1

Say for example a person writes as a query - "d dark knight rses". I want to find the nearest wikipedia page that is - http://en.wikipedia.org/wiki/The_Dark_Knight_Rises

What are possible ways to do that?

One simple way that I could think of is that search the given query on google appended with the term wikipedia. Then in the results look for the first wikipedia page. If there is no wikipedia page even in top 5 pages, return Sorry.

But is there any other convenient method or API call which avoids using Google.

Edit : CLOSEST - For example "d dark night" might result in "The Dark Night" or "The Dark Knight". Both of these are valid answers. Even though the former is closer to the query, but I guess the later is a better answer because that is what user query is likely to be.

w2lame
  • 2,774
  • 6
  • 35
  • 48
  • Hi there, about the google search you can "force" google to search only in wikipedia by writing `site:wikipedia.org` and then the string you want to search but that way you can get some false positives. – TheNewOne Aug 18 '12 at 20:12
  • 1
    You can always use Bing Developer or Yahoo Boss API – amit Aug 18 '12 at 20:14
  • Using a Bing Developer API is good. I heard that they are moving to azure though. Let me check. – w2lame Aug 18 '12 at 20:42
  • You need to be more specific, Do want a user to enter a query in your search box > search Wikipedia or Google for the top 5 matches > and if matched return the results. ? – user1608656 Aug 18 '12 at 20:11
  • I didn't understand your question. Let us assume that we somehow have this query, and I want to find the closest wikipedia page to it. – w2lame Aug 18 '12 at 20:43
  • 1
    @w2lame: closest according to what distance? – carlosdc Aug 19 '12 at 06:04
  • Added this in the question details. – w2lame Aug 20 '12 at 18:20

1 Answers1

3

Maybe you can use the official Wikipedia API, here an example of opensearch call with dark night query:

$ curl "https://en.wikipedia.org/w/api.php?action=opensearch&search=dark%20night"

This returns:

[
    "dark night", 
    [
        "Dark Night", 
        "Dark Night of the Soul", 
        "Dark Night of the Soul (album)", 
        "Dark Night of the Scarecrow", 
        "Dark Night (song)", 
        "Dark Night (film)", 
        "Dark night rises", 
        "Dark night (roller coaster)", 
        "Dark night sky paradox"
    ]
]

UPDATE: also another approach is to download Wikipedia data dump and do some searching locally.

Tomasz Nurkiewicz
  • 334,321
  • 69
  • 703
  • 674

WRITTEN INSTRUCTION 1: Express the records as a JSON list of strings, one string per line with blank lines omitted, from the line that contains "Q: Tag one point on each instance of the man's neck" through the end of the records, both ends included.
The forum thread and the records come from unrelated sources.

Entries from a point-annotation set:
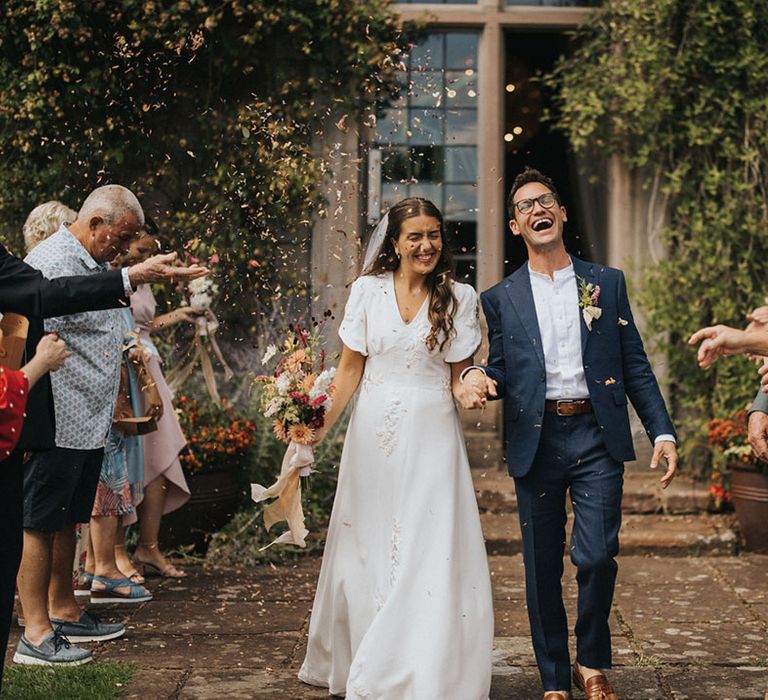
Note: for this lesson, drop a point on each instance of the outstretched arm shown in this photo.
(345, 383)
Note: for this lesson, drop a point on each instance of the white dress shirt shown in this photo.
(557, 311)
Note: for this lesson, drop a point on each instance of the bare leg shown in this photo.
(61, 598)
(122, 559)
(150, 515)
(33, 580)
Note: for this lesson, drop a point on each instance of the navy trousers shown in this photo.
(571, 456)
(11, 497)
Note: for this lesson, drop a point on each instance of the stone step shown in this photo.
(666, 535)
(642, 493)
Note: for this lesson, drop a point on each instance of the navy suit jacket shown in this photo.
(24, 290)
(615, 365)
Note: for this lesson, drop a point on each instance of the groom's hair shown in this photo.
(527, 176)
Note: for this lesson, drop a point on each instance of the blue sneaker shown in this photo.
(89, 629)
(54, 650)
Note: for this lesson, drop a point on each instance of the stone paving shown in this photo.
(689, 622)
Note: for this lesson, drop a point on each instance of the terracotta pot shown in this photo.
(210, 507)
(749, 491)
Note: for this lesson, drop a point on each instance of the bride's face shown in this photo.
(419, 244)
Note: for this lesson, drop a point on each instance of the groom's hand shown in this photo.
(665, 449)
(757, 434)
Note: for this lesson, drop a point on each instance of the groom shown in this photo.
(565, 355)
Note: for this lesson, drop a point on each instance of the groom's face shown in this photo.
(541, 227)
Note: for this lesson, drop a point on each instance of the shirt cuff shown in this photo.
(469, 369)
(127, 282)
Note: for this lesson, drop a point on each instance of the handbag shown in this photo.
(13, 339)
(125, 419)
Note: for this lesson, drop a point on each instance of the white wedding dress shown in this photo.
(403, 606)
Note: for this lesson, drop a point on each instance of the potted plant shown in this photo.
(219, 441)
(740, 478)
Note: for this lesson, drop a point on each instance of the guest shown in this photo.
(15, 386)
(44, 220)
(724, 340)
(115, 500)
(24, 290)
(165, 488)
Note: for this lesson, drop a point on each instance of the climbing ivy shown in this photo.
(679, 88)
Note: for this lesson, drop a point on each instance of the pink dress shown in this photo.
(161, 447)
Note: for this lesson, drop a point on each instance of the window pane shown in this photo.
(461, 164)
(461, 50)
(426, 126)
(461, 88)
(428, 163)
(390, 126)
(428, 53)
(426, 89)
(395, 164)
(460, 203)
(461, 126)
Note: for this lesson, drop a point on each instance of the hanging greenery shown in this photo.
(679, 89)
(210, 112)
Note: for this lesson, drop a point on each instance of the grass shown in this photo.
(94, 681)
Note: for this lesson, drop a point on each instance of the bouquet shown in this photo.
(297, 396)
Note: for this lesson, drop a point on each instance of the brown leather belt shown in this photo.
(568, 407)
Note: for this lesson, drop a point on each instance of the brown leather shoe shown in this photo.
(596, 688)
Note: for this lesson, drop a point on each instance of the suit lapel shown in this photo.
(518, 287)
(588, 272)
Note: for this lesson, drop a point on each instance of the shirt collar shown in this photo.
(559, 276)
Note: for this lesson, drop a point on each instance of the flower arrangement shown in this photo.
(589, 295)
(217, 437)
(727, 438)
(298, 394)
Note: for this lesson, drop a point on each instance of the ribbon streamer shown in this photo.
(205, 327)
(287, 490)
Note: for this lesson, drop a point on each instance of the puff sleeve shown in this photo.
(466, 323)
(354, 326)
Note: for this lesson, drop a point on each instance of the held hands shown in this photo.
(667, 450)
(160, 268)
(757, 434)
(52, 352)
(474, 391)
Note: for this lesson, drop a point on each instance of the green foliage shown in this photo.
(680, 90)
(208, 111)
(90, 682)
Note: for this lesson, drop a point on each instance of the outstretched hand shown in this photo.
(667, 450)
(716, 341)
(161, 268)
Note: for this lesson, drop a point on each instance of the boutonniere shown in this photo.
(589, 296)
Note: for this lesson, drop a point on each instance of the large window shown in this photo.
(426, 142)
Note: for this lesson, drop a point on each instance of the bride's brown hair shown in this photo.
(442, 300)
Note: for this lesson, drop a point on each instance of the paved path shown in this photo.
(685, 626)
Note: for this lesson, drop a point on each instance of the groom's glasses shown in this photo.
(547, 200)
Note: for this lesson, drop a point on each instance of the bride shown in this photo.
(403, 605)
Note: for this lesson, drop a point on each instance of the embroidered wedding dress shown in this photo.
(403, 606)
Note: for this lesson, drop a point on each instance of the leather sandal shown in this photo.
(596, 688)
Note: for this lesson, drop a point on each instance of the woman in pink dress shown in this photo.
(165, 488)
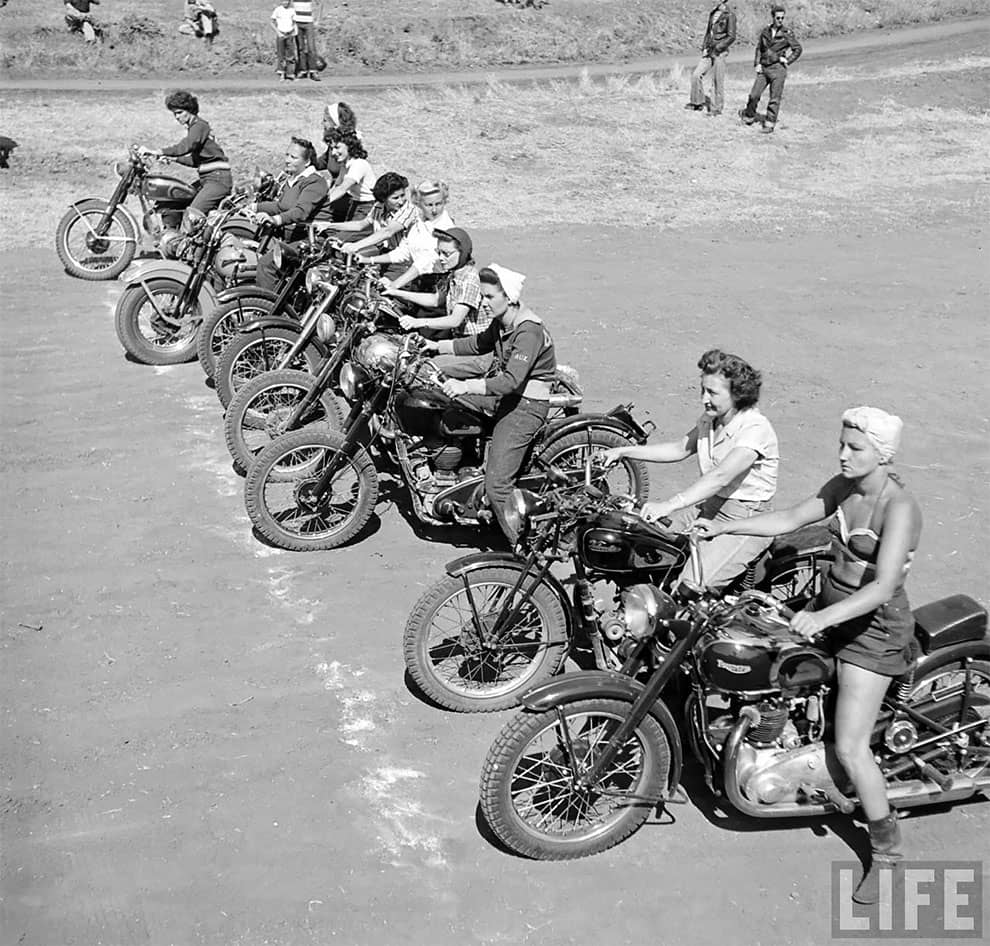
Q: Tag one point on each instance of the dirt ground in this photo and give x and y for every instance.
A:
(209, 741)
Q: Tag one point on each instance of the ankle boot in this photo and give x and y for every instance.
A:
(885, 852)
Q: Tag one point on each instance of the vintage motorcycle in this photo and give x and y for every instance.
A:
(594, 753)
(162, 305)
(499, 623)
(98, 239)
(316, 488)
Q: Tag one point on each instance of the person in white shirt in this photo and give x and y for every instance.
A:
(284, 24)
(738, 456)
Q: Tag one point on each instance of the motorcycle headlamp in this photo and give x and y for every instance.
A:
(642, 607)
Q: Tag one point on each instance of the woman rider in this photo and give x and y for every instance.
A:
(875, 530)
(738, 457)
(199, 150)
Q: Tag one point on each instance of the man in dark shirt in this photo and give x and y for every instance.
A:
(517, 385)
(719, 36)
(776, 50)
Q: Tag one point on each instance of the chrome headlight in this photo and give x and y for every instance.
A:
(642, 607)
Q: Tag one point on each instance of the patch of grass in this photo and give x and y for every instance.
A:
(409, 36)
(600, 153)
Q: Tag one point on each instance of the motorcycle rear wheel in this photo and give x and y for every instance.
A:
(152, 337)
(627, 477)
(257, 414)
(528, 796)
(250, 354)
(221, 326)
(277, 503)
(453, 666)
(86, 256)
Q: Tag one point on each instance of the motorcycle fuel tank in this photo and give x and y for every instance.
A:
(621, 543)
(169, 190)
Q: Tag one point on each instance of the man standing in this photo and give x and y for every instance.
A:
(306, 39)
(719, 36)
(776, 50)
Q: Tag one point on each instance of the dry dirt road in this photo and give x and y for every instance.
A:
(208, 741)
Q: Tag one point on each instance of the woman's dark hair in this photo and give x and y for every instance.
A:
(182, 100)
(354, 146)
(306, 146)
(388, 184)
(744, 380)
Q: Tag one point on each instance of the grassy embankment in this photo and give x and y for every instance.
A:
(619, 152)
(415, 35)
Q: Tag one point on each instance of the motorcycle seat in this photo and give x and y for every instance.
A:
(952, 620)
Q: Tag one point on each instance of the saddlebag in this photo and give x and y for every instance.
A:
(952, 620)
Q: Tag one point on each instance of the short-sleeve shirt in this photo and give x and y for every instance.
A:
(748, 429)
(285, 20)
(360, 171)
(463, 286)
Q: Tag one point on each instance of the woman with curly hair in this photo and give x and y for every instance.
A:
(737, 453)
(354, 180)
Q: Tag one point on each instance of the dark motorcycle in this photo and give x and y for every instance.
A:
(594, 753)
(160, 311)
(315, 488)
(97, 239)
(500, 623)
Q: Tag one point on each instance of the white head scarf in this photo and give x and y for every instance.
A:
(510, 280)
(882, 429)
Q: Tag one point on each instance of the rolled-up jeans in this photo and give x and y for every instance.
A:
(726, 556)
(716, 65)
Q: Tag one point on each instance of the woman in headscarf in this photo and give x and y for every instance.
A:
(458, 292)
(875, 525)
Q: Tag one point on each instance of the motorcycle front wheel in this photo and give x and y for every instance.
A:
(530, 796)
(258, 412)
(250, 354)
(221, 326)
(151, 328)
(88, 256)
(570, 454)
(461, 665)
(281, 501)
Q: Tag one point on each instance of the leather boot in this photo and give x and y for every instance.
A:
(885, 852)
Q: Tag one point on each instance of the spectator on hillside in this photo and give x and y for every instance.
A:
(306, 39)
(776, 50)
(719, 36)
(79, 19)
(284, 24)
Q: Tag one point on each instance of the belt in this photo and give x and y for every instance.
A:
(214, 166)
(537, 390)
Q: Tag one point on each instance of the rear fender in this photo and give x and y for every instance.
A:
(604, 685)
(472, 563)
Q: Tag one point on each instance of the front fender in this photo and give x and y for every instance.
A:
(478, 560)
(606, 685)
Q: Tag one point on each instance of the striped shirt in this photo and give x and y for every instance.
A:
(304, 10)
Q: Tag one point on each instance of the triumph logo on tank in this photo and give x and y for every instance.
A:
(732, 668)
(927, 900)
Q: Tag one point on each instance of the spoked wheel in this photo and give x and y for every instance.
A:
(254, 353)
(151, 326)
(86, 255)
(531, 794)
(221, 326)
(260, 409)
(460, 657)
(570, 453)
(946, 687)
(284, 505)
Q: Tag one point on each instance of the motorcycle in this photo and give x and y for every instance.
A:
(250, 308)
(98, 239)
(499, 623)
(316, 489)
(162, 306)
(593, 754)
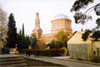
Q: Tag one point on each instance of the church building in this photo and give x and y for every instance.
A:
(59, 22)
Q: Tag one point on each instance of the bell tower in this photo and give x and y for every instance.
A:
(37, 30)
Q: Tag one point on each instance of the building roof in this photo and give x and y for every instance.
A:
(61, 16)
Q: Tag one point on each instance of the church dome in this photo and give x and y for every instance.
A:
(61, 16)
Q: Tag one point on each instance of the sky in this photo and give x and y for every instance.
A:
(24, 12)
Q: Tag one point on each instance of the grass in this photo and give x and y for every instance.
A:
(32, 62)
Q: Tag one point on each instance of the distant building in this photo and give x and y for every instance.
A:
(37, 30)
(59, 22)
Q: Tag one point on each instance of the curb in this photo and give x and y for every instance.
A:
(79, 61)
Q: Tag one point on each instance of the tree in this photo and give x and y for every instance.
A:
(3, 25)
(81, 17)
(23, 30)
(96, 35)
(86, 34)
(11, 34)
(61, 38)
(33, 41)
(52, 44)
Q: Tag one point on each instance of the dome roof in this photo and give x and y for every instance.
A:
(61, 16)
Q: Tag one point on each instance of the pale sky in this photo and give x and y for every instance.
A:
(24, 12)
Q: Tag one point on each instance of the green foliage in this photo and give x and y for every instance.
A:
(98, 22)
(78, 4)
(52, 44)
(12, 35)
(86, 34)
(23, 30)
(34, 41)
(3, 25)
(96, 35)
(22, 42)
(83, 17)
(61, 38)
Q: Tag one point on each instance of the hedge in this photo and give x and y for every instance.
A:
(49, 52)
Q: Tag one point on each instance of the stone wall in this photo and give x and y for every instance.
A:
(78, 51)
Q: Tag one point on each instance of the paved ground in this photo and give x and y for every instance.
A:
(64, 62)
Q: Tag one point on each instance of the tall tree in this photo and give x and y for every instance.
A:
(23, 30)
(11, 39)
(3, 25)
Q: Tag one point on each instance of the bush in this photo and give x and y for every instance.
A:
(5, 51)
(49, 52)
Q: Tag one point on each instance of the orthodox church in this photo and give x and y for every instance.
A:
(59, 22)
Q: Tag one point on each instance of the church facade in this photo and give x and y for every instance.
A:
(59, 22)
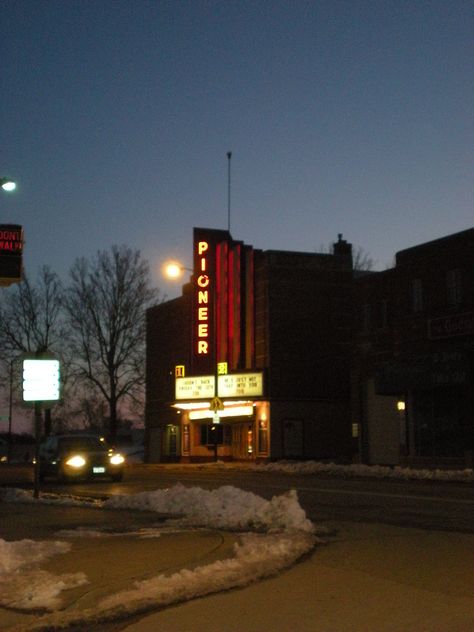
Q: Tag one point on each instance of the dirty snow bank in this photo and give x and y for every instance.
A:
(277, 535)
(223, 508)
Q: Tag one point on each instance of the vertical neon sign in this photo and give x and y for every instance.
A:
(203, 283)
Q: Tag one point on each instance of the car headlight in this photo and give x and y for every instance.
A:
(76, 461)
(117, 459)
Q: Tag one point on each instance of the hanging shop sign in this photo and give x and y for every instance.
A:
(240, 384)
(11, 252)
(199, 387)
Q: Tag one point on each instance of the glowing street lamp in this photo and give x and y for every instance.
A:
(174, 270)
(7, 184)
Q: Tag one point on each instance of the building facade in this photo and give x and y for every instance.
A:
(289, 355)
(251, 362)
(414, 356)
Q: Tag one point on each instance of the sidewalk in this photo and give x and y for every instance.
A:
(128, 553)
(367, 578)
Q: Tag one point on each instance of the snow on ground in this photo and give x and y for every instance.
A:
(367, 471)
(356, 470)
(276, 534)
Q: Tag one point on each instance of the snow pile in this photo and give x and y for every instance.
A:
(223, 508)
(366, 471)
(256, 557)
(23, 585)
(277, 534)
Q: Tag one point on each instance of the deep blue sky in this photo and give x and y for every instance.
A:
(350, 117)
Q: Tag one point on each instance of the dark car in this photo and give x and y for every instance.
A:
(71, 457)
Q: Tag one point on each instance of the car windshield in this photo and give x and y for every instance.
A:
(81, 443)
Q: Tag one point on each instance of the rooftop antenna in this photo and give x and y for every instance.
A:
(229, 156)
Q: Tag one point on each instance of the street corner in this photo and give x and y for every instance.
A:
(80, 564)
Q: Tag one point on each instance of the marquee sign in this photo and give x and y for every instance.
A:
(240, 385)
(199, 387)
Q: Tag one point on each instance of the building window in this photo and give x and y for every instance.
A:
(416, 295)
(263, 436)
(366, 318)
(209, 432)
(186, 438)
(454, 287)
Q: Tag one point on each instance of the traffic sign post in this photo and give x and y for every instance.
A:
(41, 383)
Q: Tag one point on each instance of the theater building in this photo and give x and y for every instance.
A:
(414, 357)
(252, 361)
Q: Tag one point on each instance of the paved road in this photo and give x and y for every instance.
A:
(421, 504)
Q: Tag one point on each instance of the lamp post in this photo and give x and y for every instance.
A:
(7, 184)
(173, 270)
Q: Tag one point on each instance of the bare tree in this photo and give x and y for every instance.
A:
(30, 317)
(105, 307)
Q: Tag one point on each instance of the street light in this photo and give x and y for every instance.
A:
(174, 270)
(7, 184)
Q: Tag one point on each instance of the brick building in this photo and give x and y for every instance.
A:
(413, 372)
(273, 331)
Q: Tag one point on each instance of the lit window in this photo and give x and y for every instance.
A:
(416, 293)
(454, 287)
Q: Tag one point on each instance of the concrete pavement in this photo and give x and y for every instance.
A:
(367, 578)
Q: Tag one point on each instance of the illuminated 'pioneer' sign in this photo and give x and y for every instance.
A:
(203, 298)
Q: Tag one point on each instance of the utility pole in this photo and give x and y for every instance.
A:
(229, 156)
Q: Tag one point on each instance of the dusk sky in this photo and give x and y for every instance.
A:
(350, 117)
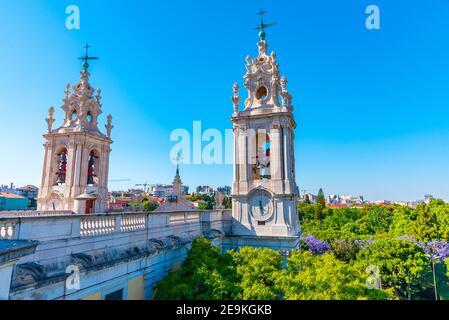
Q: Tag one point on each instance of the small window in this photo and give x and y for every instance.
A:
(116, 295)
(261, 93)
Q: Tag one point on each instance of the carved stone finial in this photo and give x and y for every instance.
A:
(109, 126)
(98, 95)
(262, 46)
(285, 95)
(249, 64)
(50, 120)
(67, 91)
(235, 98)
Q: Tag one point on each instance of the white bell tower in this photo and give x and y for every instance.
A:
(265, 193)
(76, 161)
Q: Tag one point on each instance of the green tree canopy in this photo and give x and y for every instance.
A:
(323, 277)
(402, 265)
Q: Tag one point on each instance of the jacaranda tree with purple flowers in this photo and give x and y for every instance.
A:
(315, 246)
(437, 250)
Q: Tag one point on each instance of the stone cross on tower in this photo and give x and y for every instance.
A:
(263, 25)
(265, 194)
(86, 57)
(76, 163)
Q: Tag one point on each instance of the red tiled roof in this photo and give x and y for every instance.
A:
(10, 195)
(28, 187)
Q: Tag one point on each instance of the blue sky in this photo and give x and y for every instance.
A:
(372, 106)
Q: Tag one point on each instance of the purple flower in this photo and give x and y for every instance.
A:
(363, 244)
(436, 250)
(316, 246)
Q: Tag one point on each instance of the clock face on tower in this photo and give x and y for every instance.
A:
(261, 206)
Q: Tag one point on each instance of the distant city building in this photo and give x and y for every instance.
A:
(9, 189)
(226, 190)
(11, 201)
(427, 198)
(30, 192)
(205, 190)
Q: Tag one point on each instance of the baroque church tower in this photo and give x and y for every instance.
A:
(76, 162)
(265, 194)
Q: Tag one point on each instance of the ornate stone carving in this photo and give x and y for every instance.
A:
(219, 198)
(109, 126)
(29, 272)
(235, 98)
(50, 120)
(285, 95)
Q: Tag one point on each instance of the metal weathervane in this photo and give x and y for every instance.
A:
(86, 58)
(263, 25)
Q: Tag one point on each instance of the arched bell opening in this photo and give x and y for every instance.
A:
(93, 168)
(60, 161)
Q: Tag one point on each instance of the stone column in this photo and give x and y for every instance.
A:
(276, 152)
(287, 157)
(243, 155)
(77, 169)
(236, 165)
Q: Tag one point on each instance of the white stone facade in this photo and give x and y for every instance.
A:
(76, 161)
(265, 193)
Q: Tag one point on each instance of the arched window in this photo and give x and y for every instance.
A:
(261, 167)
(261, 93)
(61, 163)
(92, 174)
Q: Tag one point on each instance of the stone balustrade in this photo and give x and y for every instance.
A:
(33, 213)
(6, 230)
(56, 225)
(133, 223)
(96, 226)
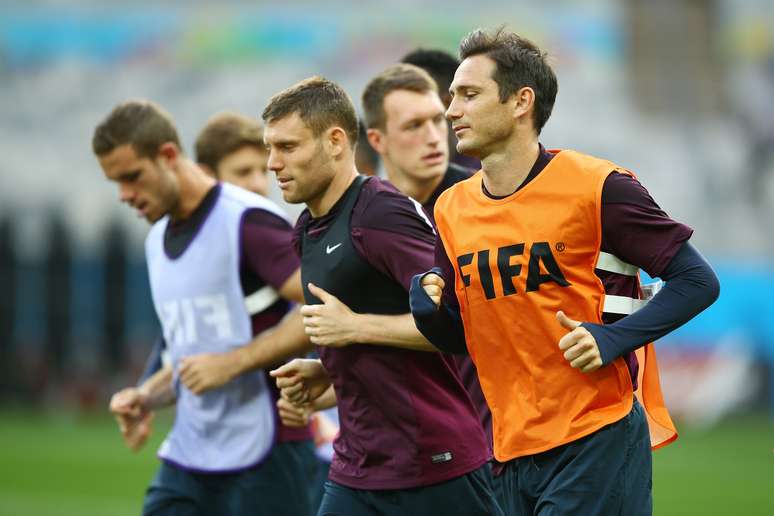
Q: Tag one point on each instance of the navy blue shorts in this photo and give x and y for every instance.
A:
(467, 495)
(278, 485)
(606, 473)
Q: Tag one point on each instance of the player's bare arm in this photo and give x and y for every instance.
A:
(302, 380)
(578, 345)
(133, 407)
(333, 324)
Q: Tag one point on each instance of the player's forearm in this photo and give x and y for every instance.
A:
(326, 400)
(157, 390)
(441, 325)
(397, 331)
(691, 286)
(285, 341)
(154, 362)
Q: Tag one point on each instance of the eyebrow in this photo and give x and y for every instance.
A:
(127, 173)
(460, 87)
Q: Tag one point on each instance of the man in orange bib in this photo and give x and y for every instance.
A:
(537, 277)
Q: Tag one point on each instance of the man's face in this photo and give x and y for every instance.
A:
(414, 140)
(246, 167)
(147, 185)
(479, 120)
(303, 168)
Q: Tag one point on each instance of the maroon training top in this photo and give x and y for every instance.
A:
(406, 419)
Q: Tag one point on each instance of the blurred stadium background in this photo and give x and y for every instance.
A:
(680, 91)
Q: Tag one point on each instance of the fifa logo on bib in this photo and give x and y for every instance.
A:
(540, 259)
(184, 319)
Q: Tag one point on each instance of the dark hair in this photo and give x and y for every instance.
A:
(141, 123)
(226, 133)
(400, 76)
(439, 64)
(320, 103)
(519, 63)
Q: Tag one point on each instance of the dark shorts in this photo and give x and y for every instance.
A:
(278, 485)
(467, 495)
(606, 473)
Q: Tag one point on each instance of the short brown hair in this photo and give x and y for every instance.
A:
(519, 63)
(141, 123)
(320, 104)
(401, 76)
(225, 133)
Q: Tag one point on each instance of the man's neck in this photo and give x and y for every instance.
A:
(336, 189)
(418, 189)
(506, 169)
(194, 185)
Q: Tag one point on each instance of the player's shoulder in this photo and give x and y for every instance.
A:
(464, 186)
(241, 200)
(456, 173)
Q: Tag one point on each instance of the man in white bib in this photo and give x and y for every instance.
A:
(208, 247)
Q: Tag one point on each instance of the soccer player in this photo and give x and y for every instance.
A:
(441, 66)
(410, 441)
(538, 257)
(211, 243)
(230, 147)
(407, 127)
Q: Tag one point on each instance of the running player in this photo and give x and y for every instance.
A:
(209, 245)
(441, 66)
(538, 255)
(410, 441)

WRITTEN INSTRUCTION 2: Quote the forum thread word for word from "Say for example" up to and including "pages, return Sorry.".

PROBLEM SOLUTION 1:
[
  "Q: Tag one point on each instance of the man's neck in this photo and give x and y for every instance.",
  "A:",
  "(336, 189)",
  "(418, 189)",
  "(506, 169)",
  "(194, 185)",
  "Q: Tag one point on each instance of the player's shoulder in this photo and give x and y for every instance.",
  "A:",
  "(464, 186)",
  "(241, 200)",
  "(456, 173)",
  "Q: Tag one point on each instance of the man in white bib in this photo and give x and y for every instance.",
  "A:",
  "(208, 247)",
  "Q: Tag one point on each instance of the soccer player in this photo and give x and y for every instance.",
  "A:",
  "(441, 66)",
  "(410, 441)",
  "(538, 257)",
  "(211, 243)",
  "(230, 147)",
  "(407, 127)",
  "Q: Tag one point on each instance of the running player in this photo and give x and y for every instance.",
  "A:",
  "(209, 245)",
  "(441, 66)",
  "(538, 255)",
  "(410, 441)"
]

PROBLEM SOLUTION 2:
Say for example a person writes as a query - "d dark knight rses". I want to find the nearest wikipedia page that is - http://en.wikipedia.org/wiki/The_Dark_Knight_Rises

What are possible ways to do that?

One simple way that I could think of is that search the given query on google appended with the term wikipedia. Then in the results look for the first wikipedia page. If there is no wikipedia page even in top 5 pages, return Sorry.